> [EXCERPTED DATA]
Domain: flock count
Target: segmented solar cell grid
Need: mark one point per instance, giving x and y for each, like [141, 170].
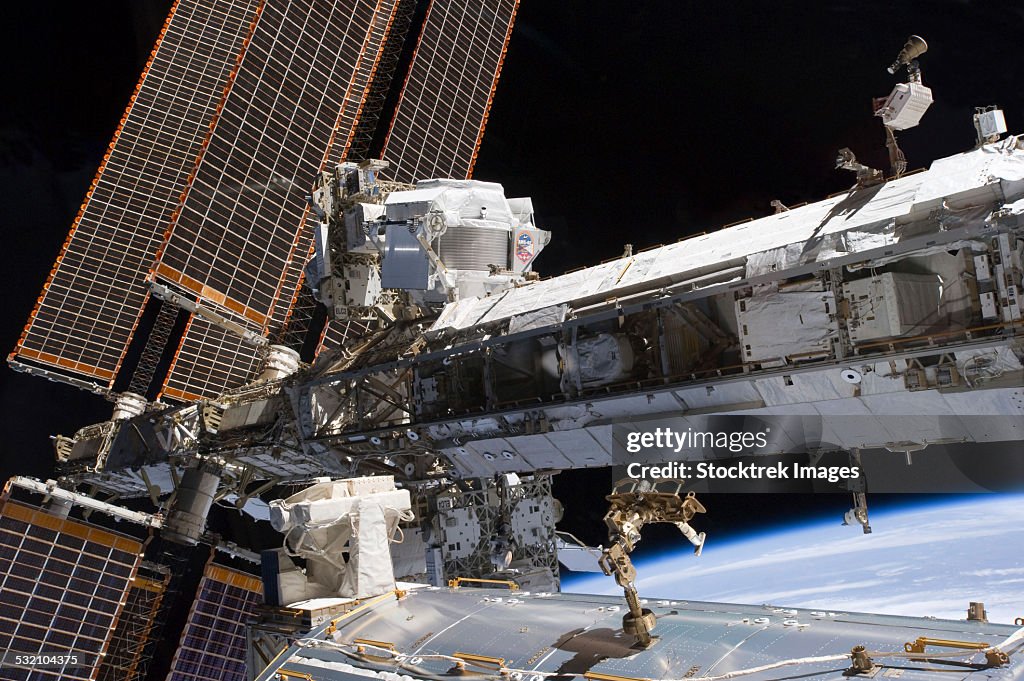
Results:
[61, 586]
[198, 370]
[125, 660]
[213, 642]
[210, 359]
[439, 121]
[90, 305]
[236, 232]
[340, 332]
==
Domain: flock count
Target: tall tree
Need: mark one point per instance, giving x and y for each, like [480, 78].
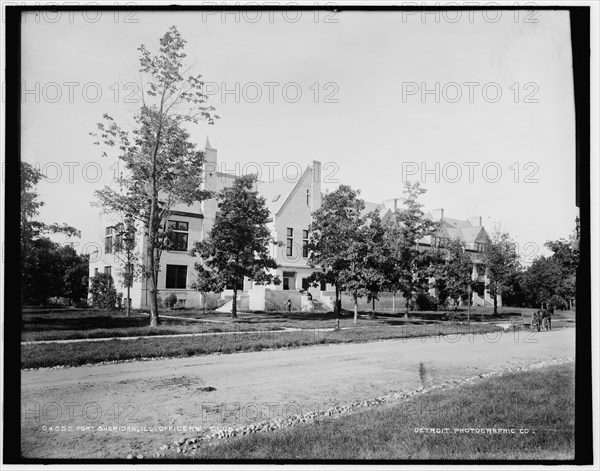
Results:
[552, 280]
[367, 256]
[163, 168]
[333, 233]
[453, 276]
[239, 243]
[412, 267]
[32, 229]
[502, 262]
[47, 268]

> [PROBLEM REQUIREMENTS] Count the lines of the listing above that contain the string "like", treating uppercase and lowercase as different. Reply with the number only.

> [PROBLEM SOLUTION] 2